## What you have to do
Below this line is a set of entries; quote exactly the lines from the line that contains "locate the illuminated" to the line that contains "locate the brick wall in the photo above.", both lines included.

## Entries supplied
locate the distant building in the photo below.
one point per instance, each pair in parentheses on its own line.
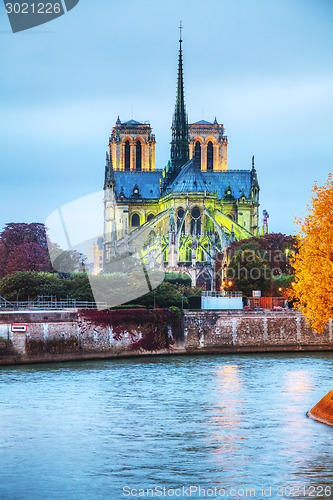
(192,208)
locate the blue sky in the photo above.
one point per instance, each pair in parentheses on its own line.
(262,67)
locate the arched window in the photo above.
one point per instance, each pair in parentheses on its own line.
(151,237)
(180,215)
(127,155)
(210,156)
(188,255)
(135,220)
(197,154)
(195,221)
(138,156)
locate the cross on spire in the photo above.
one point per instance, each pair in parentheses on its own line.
(180,134)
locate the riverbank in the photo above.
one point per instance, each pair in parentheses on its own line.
(47,336)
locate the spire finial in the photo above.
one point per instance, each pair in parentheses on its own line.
(180,133)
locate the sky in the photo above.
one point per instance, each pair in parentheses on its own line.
(262,67)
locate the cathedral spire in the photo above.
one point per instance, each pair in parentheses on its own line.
(109,172)
(180,134)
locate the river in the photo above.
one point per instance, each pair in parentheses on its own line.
(232,425)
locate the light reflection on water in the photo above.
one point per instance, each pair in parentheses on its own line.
(85,430)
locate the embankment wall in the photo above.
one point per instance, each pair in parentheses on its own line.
(62,336)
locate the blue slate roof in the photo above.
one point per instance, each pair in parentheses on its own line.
(202,122)
(148,183)
(132,122)
(189,180)
(236,179)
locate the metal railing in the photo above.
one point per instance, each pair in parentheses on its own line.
(52,303)
(222,294)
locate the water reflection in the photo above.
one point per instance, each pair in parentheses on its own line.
(211,420)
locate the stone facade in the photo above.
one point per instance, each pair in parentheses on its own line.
(251,331)
(69,336)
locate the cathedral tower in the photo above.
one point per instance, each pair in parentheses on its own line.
(180,132)
(132,146)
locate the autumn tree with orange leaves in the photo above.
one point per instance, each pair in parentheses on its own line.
(314,261)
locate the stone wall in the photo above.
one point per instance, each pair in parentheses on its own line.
(61,336)
(249,331)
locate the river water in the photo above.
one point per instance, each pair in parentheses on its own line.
(232,425)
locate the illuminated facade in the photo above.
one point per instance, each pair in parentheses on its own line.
(188,211)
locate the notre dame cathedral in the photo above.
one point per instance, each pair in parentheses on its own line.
(190,210)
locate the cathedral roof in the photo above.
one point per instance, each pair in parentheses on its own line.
(189,180)
(202,122)
(147,182)
(236,179)
(132,122)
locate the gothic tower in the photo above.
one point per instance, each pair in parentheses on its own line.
(180,132)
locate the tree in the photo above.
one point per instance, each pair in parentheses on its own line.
(277,249)
(314,261)
(23,247)
(248,272)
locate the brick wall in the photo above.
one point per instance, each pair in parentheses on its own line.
(62,336)
(252,331)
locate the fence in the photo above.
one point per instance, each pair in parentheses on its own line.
(50,303)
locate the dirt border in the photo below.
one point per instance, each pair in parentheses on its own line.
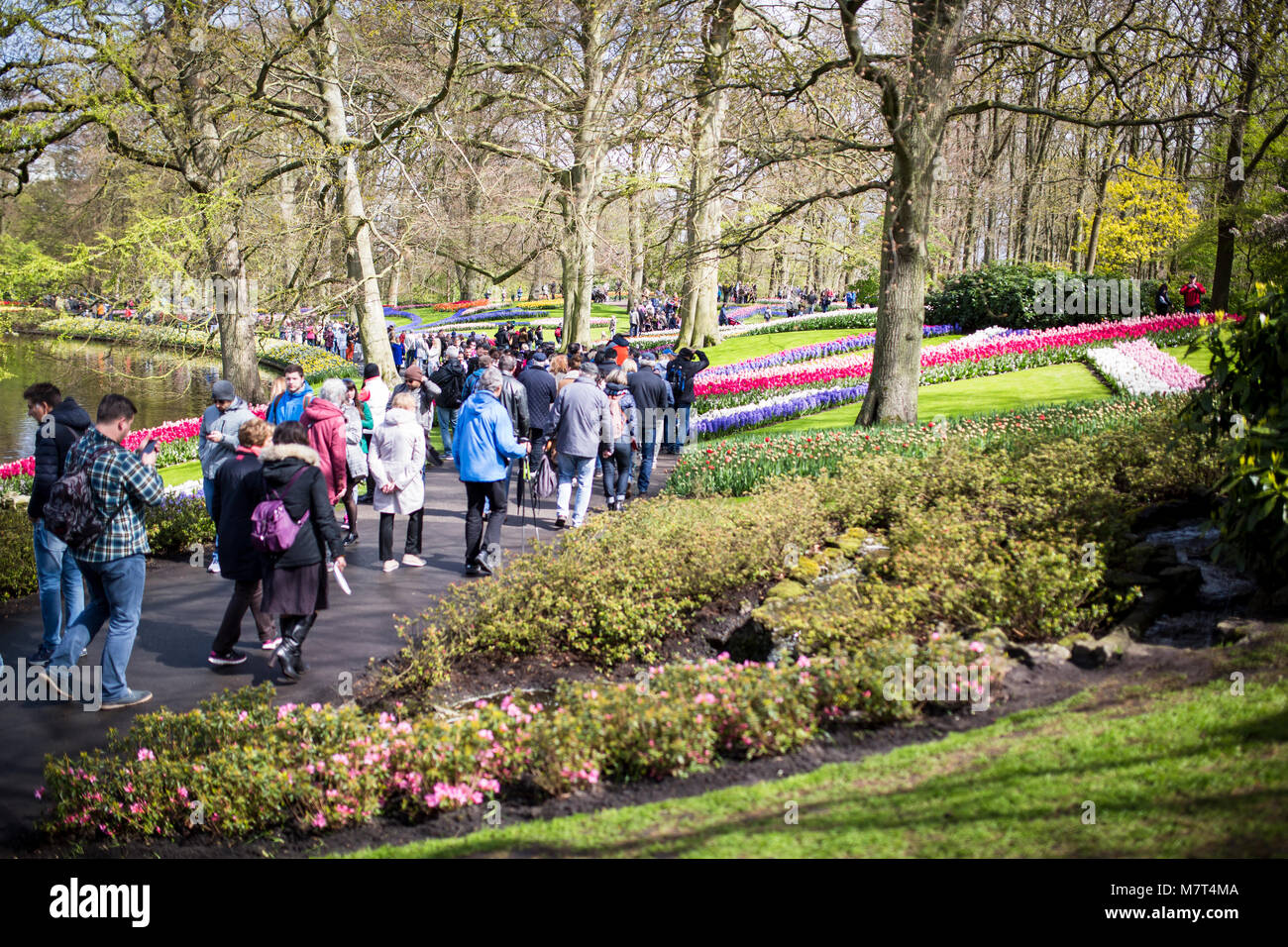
(1022,688)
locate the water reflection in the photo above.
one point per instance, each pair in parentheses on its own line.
(163,385)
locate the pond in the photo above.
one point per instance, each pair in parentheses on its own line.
(163,385)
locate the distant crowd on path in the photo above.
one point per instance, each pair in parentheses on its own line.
(609,410)
(803,300)
(1192,292)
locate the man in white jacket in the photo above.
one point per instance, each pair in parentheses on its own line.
(377,399)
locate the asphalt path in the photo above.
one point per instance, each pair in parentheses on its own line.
(181,608)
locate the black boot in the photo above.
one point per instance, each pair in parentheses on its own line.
(300,665)
(288,651)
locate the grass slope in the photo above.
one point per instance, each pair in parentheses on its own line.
(1173,771)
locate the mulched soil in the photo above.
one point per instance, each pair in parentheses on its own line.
(1022,688)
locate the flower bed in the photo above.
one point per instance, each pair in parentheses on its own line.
(1140,368)
(1069,343)
(838,318)
(257,767)
(735,467)
(176,442)
(317,363)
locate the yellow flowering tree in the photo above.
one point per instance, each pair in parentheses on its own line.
(1146,214)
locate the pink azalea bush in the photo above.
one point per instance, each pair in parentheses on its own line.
(257,767)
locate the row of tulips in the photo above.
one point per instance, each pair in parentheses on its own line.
(836,318)
(735,466)
(805,354)
(172,434)
(773,410)
(1140,368)
(952,371)
(973,348)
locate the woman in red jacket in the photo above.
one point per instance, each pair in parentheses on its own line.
(325,420)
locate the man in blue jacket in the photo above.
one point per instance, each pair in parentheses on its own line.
(59,423)
(290,403)
(484,441)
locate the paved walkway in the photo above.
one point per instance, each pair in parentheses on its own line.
(181,608)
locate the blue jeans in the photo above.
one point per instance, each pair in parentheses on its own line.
(62,595)
(207,488)
(115,596)
(647,450)
(447,425)
(583,470)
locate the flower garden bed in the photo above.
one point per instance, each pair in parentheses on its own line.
(947,579)
(317,363)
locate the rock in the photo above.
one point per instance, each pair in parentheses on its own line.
(850,545)
(807,569)
(1099,652)
(786,589)
(1033,655)
(751,641)
(1116,579)
(995,639)
(1172,512)
(872,549)
(1232,630)
(1181,585)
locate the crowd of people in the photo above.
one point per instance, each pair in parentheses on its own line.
(271,486)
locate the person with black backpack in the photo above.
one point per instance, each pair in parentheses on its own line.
(59,423)
(450,379)
(681,373)
(97,508)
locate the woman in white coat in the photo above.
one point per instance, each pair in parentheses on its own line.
(397,463)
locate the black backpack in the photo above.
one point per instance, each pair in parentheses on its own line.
(451,384)
(69,512)
(677,377)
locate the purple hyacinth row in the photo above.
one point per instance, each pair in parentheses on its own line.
(822,350)
(776,410)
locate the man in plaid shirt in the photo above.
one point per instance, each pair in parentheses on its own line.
(114,565)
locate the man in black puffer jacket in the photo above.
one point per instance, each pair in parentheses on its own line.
(60,421)
(652,398)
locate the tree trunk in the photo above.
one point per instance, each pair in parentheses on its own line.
(1232,185)
(357,227)
(699,325)
(915,123)
(1107,170)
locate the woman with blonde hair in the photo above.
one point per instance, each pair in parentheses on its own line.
(397,462)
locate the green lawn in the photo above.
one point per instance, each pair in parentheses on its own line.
(1172,771)
(180,474)
(1051,384)
(1201,361)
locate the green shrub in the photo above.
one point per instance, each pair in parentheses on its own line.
(1003,294)
(612,590)
(239,767)
(1243,410)
(178,523)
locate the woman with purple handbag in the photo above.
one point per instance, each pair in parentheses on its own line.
(295,581)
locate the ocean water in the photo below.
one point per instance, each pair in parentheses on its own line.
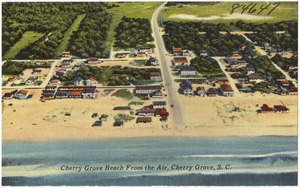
(152,161)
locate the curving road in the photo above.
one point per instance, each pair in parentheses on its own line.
(169,84)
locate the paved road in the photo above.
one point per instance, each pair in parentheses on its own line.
(230,79)
(262,52)
(168,82)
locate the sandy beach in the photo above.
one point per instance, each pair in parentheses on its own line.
(203,116)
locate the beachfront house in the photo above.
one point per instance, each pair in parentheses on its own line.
(226,90)
(203,53)
(211,92)
(280,109)
(150,112)
(179,61)
(187,71)
(55,82)
(78,81)
(159,104)
(200,91)
(143,120)
(186,88)
(145,90)
(255,77)
(92,60)
(155,76)
(177,51)
(91,81)
(66,54)
(89,93)
(22,94)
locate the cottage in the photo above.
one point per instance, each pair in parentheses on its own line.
(293,91)
(281,109)
(121,55)
(92,60)
(97,124)
(188,71)
(61,94)
(203,53)
(155,76)
(159,104)
(180,61)
(254,77)
(143,120)
(36,71)
(157,94)
(266,109)
(185,53)
(250,69)
(141,54)
(146,89)
(75,94)
(66,63)
(226,90)
(103,117)
(118,124)
(122,108)
(7,96)
(78,81)
(22,94)
(161,112)
(55,82)
(91,81)
(30,80)
(146,49)
(177,51)
(66,54)
(145,112)
(186,88)
(89,93)
(200,91)
(211,92)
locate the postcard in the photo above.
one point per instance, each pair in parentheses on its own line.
(150,93)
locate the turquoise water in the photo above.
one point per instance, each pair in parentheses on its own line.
(153,161)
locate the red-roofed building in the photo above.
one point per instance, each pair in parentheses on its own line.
(226,90)
(293,91)
(281,108)
(92,60)
(265,109)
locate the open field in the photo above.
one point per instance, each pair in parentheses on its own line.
(220,13)
(203,116)
(67,36)
(130,10)
(28,38)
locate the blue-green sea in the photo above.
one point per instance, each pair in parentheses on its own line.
(175,161)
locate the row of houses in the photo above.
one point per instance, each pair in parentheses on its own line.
(186,88)
(63,92)
(158,108)
(21,94)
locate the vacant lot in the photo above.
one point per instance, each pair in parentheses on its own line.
(216,13)
(27,38)
(130,10)
(67,36)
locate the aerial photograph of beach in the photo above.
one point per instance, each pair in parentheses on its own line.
(150,93)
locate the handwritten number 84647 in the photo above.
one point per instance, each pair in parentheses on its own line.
(252,8)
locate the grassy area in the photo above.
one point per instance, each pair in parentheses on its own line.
(285,11)
(28,38)
(130,10)
(67,36)
(123,93)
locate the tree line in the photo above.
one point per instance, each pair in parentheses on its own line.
(133,32)
(50,18)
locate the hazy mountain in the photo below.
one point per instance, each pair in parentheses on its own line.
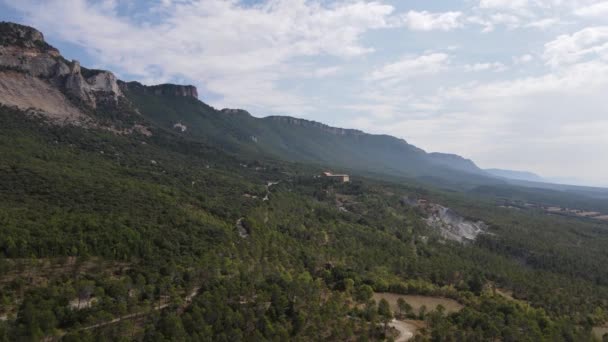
(298,140)
(516,175)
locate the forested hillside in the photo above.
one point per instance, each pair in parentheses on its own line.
(131,225)
(146,215)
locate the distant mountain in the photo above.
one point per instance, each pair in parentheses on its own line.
(298,140)
(35,77)
(516,175)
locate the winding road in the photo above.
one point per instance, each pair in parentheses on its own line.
(406,330)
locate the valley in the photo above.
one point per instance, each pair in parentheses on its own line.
(134,212)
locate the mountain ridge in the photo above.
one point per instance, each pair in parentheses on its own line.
(96,98)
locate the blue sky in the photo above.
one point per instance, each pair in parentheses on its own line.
(517,84)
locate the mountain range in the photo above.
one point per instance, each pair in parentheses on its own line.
(35,77)
(140,213)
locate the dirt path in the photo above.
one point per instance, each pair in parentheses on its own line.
(187,301)
(406,330)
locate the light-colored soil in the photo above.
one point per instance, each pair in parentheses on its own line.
(417,302)
(406,329)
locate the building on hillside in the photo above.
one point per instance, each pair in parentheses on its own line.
(339,177)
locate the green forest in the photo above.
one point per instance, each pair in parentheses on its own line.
(107,237)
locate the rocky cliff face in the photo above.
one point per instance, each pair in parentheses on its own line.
(23,50)
(162,89)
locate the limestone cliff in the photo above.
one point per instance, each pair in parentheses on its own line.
(162,89)
(23,50)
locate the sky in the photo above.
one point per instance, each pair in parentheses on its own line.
(512,84)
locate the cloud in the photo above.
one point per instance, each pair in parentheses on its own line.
(599,10)
(237,51)
(571,48)
(503,4)
(426,21)
(495,67)
(409,67)
(523,59)
(544,24)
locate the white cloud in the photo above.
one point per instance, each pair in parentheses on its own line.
(599,10)
(494,66)
(237,51)
(503,4)
(426,21)
(523,59)
(409,67)
(571,48)
(544,24)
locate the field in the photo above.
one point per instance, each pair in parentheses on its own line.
(417,302)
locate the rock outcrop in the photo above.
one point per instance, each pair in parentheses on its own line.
(163,89)
(23,50)
(447,222)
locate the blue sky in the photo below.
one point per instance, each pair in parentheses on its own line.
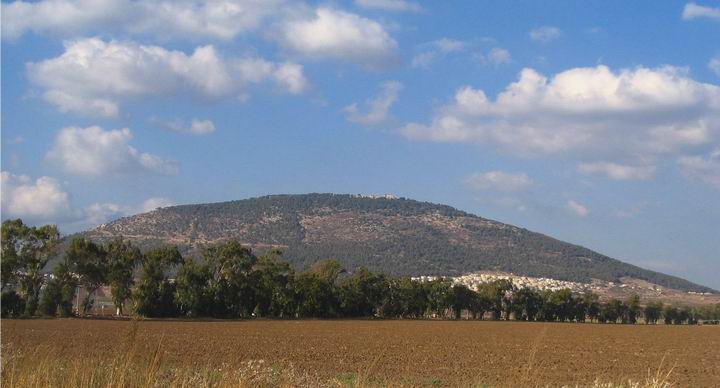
(597,122)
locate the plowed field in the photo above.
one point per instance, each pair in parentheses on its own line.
(438,352)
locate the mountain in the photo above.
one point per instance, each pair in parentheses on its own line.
(397,236)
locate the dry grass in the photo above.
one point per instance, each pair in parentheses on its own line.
(132,365)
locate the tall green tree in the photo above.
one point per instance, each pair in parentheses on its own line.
(273,280)
(88,261)
(315,296)
(154,296)
(27,250)
(328,270)
(231,283)
(461,298)
(361,294)
(122,258)
(653,312)
(592,305)
(528,303)
(613,310)
(632,309)
(191,288)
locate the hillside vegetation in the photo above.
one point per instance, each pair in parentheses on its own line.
(396,236)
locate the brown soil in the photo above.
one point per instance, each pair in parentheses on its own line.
(446,352)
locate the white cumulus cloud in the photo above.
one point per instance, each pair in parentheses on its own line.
(195,127)
(576,209)
(618,171)
(378,108)
(705,169)
(545,33)
(189,19)
(435,50)
(499,180)
(631,112)
(40,200)
(496,56)
(332,33)
(94,151)
(93,77)
(714,65)
(694,11)
(389,5)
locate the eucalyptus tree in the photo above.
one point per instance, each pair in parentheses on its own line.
(122,258)
(88,261)
(26,251)
(154,295)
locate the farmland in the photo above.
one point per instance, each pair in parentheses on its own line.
(401,351)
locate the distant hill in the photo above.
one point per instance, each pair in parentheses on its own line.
(397,236)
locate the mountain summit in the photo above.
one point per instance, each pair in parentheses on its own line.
(397,236)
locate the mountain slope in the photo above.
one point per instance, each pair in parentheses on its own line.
(396,236)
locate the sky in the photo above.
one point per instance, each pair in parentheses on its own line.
(594,122)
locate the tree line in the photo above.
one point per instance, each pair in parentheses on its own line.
(228,280)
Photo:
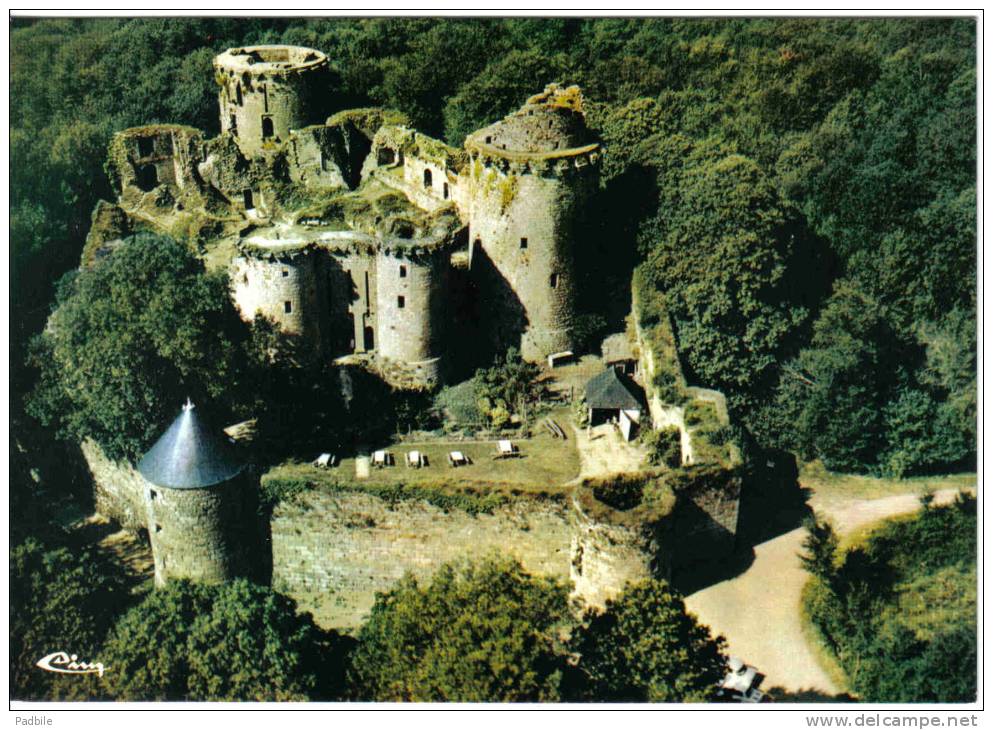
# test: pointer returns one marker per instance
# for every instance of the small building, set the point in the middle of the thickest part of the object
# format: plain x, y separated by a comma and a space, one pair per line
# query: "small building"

## Your response
locate the illuminated facade in the photo above.
one point per instance, each pair in parentheses on its own line.
(188,211)
locate the notre dame cathedral in the photo above.
one point per instance, each pair in parentheses on its own line.
(190,210)
locate the cathedral roof in the photo above.
one point per instance, each pair in parentheses on its own line.
(189,180)
(202,122)
(147,182)
(236,179)
(132,122)
locate the gothic tower in the photo above.
one point per instance, each pair in parentheses on its own line.
(180,132)
locate the tree in the photo above.
one point per instance, each pair in parentheses on its own line.
(277,249)
(314,261)
(23,247)
(248,272)
locate the brick wall in the photo above.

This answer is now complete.